Gather every line below that contains the string "finger", copying each one in full.

-- Start Items --

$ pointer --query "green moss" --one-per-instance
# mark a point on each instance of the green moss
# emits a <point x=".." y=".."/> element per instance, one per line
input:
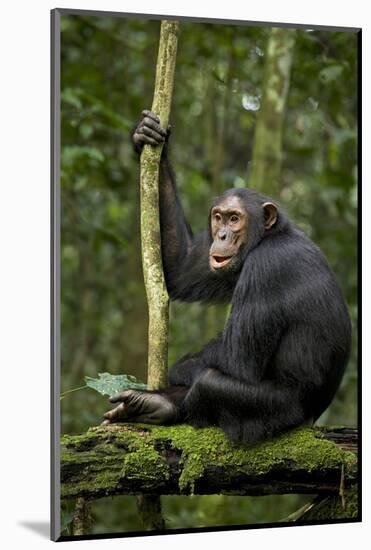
<point x="136" y="453"/>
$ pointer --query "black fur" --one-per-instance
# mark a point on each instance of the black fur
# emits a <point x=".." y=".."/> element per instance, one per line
<point x="282" y="354"/>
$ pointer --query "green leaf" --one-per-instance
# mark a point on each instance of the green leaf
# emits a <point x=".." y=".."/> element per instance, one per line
<point x="108" y="384"/>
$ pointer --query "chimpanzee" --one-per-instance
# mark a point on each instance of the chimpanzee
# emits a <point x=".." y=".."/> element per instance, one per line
<point x="284" y="348"/>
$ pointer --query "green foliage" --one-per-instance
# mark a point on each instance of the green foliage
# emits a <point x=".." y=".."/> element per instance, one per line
<point x="108" y="384"/>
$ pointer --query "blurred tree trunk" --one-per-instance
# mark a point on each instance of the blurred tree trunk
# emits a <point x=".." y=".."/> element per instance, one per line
<point x="149" y="507"/>
<point x="267" y="151"/>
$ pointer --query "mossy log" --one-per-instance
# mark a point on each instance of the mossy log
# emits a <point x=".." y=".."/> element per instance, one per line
<point x="156" y="460"/>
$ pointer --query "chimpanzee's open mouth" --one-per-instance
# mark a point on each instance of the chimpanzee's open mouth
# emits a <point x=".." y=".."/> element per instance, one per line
<point x="217" y="262"/>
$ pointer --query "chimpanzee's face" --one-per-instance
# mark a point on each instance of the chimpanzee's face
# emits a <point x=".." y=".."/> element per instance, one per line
<point x="229" y="223"/>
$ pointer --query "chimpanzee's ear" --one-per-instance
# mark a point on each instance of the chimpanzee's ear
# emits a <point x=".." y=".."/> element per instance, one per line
<point x="270" y="214"/>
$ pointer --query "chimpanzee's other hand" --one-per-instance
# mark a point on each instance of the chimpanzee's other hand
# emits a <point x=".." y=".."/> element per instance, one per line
<point x="140" y="406"/>
<point x="148" y="131"/>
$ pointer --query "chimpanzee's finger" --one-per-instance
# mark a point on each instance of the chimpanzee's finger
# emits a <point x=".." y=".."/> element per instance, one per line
<point x="121" y="396"/>
<point x="149" y="123"/>
<point x="152" y="115"/>
<point x="115" y="413"/>
<point x="144" y="139"/>
<point x="153" y="134"/>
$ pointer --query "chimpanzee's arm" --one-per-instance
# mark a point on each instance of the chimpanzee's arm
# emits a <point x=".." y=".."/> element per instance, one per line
<point x="185" y="256"/>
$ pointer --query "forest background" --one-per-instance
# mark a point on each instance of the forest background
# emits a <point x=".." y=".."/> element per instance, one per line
<point x="107" y="78"/>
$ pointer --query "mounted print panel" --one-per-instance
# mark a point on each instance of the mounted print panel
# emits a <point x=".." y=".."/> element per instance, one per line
<point x="204" y="324"/>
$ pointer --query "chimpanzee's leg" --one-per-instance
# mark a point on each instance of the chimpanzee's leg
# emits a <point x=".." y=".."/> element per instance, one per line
<point x="246" y="412"/>
<point x="186" y="371"/>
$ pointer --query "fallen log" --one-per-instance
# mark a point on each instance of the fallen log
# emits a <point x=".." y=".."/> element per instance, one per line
<point x="134" y="459"/>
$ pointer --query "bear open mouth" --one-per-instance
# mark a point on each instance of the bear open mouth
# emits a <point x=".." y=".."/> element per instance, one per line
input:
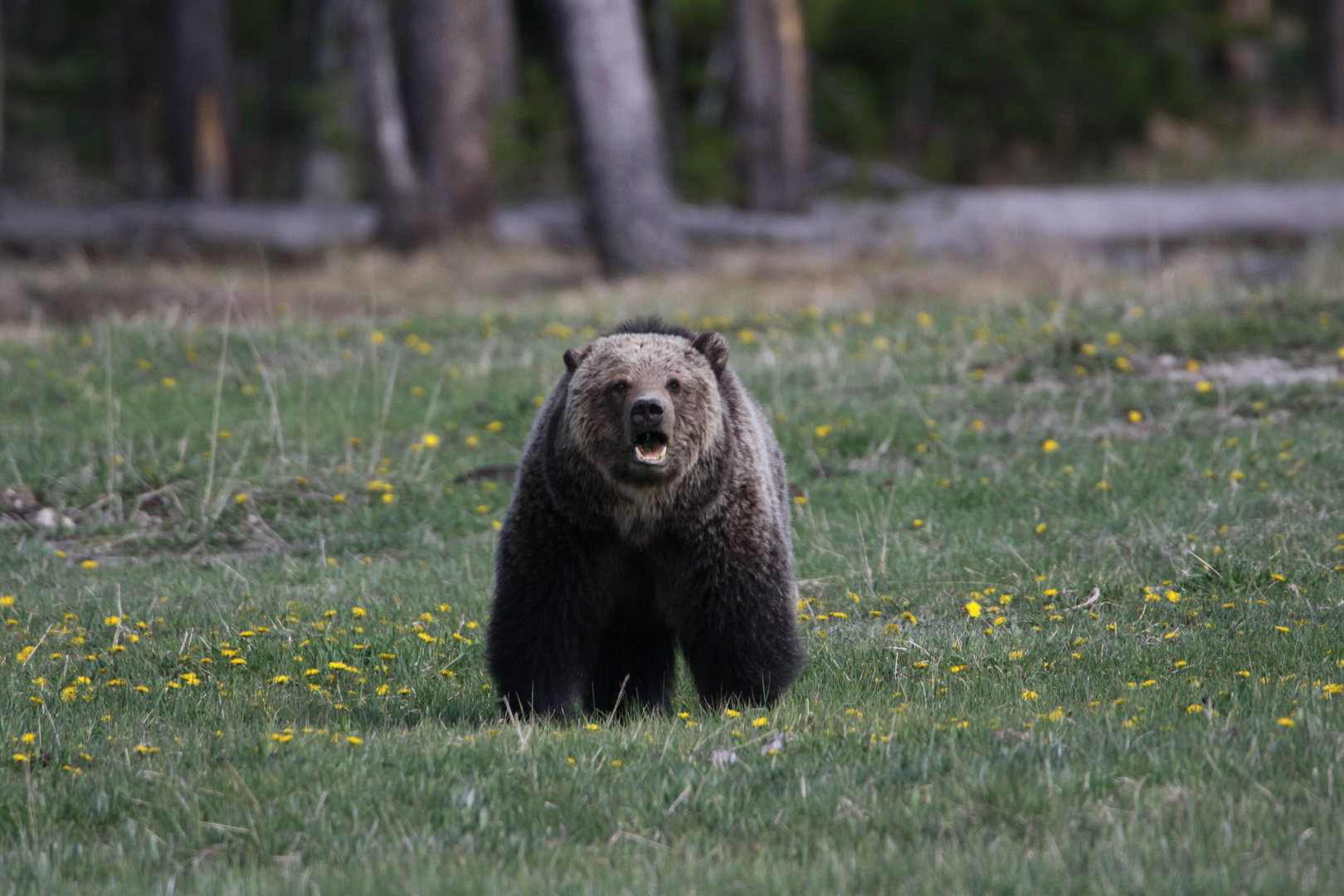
<point x="650" y="449"/>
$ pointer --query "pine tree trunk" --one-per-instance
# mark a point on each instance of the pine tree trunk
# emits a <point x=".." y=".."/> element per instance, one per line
<point x="202" y="113"/>
<point x="2" y="91"/>
<point x="502" y="41"/>
<point x="1333" y="35"/>
<point x="449" y="67"/>
<point x="375" y="71"/>
<point x="621" y="152"/>
<point x="771" y="104"/>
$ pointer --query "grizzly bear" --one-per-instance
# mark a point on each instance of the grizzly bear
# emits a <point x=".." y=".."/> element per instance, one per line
<point x="650" y="511"/>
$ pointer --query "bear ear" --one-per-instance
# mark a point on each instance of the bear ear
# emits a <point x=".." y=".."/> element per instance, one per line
<point x="572" y="359"/>
<point x="715" y="348"/>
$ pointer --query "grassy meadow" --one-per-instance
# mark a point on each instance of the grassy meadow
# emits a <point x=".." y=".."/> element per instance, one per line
<point x="1070" y="574"/>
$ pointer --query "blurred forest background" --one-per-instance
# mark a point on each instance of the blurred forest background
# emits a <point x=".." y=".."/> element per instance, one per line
<point x="446" y="108"/>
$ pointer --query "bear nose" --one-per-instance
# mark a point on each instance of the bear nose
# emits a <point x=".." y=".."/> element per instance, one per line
<point x="647" y="411"/>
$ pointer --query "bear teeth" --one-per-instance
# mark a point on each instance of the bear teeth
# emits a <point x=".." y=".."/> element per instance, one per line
<point x="650" y="450"/>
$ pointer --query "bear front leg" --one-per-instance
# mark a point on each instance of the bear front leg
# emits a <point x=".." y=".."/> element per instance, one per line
<point x="542" y="635"/>
<point x="738" y="631"/>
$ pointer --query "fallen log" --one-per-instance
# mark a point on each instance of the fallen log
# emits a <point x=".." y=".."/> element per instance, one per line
<point x="155" y="227"/>
<point x="933" y="221"/>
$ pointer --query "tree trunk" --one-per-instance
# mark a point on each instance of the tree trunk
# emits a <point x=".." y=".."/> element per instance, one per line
<point x="621" y="152"/>
<point x="502" y="41"/>
<point x="1333" y="34"/>
<point x="375" y="73"/>
<point x="202" y="113"/>
<point x="668" y="71"/>
<point x="2" y="91"/>
<point x="449" y="67"/>
<point x="771" y="104"/>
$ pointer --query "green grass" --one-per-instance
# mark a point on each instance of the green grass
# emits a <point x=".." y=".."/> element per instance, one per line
<point x="1181" y="740"/>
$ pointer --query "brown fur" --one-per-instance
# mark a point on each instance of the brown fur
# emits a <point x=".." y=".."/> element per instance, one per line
<point x="606" y="562"/>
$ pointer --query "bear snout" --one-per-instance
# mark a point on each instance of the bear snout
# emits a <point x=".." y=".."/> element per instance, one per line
<point x="647" y="411"/>
<point x="650" y="423"/>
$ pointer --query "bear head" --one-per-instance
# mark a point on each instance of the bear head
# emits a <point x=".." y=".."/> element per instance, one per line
<point x="644" y="405"/>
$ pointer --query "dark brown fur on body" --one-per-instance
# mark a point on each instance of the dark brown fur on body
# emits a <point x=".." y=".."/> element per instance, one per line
<point x="609" y="558"/>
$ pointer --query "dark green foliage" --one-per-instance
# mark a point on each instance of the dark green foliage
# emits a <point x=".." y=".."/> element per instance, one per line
<point x="955" y="84"/>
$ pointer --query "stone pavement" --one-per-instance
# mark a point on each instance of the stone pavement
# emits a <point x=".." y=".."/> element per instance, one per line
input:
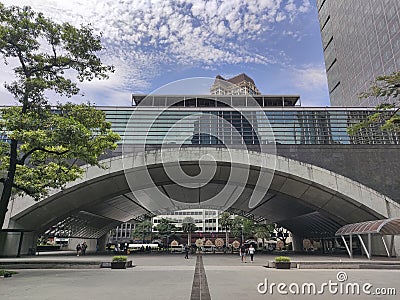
<point x="170" y="276"/>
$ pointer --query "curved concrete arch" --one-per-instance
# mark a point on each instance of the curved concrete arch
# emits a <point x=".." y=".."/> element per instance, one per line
<point x="300" y="195"/>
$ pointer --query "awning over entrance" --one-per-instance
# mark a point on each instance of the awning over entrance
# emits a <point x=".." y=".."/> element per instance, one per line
<point x="384" y="227"/>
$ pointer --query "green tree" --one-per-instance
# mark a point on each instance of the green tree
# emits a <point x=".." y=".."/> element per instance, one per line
<point x="43" y="145"/>
<point x="281" y="233"/>
<point x="188" y="226"/>
<point x="387" y="115"/>
<point x="142" y="229"/>
<point x="262" y="231"/>
<point x="225" y="221"/>
<point x="236" y="228"/>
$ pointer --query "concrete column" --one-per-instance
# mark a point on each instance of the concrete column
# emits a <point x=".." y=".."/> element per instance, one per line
<point x="102" y="242"/>
<point x="10" y="242"/>
<point x="297" y="242"/>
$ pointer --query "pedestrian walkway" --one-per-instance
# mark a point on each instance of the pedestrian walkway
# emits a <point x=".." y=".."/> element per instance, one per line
<point x="170" y="276"/>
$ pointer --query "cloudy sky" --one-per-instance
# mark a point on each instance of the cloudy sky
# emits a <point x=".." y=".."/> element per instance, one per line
<point x="154" y="42"/>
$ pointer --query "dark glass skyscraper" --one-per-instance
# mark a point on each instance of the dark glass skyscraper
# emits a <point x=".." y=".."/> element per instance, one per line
<point x="361" y="40"/>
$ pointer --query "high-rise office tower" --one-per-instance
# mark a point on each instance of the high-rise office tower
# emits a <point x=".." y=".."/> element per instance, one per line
<point x="361" y="40"/>
<point x="238" y="85"/>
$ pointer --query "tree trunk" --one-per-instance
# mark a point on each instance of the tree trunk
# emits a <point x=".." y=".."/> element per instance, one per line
<point x="8" y="182"/>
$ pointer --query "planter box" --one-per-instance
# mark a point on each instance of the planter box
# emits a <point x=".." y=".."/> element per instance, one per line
<point x="121" y="264"/>
<point x="282" y="265"/>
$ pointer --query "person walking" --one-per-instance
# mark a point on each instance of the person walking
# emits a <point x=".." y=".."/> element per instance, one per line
<point x="251" y="252"/>
<point x="186" y="251"/>
<point x="84" y="247"/>
<point x="242" y="253"/>
<point x="78" y="249"/>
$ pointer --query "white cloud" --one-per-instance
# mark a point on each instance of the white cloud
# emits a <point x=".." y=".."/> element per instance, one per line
<point x="141" y="36"/>
<point x="310" y="78"/>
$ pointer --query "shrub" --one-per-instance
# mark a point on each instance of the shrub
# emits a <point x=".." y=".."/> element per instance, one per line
<point x="120" y="258"/>
<point x="282" y="259"/>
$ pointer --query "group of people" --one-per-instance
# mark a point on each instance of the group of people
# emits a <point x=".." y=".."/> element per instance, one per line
<point x="81" y="249"/>
<point x="243" y="251"/>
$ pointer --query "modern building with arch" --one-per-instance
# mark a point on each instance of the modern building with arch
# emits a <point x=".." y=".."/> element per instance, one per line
<point x="262" y="157"/>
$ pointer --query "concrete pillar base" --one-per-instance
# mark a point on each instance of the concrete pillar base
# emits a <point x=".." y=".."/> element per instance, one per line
<point x="10" y="242"/>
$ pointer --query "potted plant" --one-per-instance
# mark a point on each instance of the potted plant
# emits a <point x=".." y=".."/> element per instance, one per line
<point x="282" y="262"/>
<point x="120" y="262"/>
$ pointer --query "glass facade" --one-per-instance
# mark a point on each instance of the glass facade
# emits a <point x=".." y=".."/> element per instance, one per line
<point x="361" y="40"/>
<point x="213" y="126"/>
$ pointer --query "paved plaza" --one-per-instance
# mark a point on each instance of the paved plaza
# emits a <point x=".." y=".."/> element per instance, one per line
<point x="173" y="277"/>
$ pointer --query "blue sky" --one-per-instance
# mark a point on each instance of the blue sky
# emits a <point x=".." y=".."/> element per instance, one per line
<point x="154" y="42"/>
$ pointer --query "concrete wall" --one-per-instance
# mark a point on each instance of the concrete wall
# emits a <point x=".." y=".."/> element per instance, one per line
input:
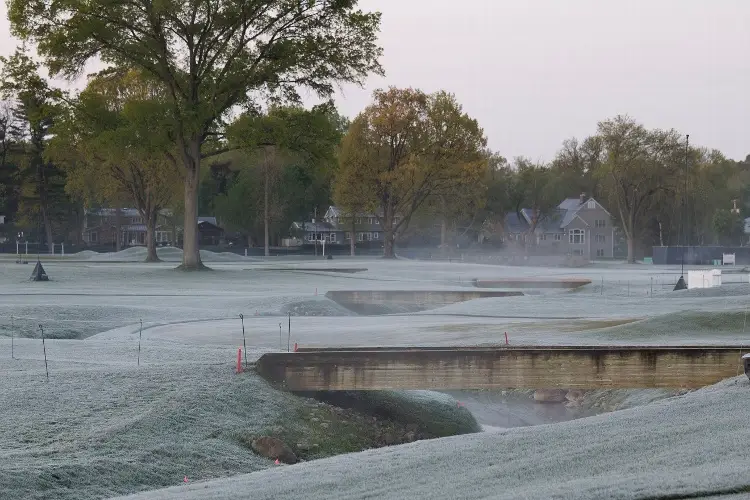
<point x="387" y="301"/>
<point x="532" y="283"/>
<point x="501" y="368"/>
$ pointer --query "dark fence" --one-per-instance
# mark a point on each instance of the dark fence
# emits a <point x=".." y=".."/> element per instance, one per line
<point x="698" y="255"/>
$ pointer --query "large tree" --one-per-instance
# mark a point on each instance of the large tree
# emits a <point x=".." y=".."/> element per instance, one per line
<point x="211" y="55"/>
<point x="34" y="108"/>
<point x="114" y="147"/>
<point x="639" y="165"/>
<point x="283" y="136"/>
<point x="407" y="147"/>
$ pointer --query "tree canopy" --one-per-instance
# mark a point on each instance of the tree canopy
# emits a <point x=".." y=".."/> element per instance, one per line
<point x="405" y="148"/>
<point x="210" y="55"/>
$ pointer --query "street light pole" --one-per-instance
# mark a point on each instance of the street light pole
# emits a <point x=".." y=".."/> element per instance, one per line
<point x="681" y="285"/>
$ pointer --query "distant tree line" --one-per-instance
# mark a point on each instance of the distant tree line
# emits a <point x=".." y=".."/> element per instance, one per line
<point x="199" y="110"/>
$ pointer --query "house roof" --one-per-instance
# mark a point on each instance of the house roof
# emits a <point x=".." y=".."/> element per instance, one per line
<point x="124" y="212"/>
<point x="572" y="206"/>
<point x="210" y="220"/>
<point x="317" y="227"/>
<point x="553" y="222"/>
<point x="334" y="211"/>
<point x="515" y="223"/>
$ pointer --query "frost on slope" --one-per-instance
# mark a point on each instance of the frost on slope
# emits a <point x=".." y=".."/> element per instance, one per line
<point x="687" y="446"/>
<point x="192" y="328"/>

-- End Items --

= Task output =
$ pointer --query "chimpanzee's finger" --one-per-instance
# mark a point on each instance of the chimpanzee's finger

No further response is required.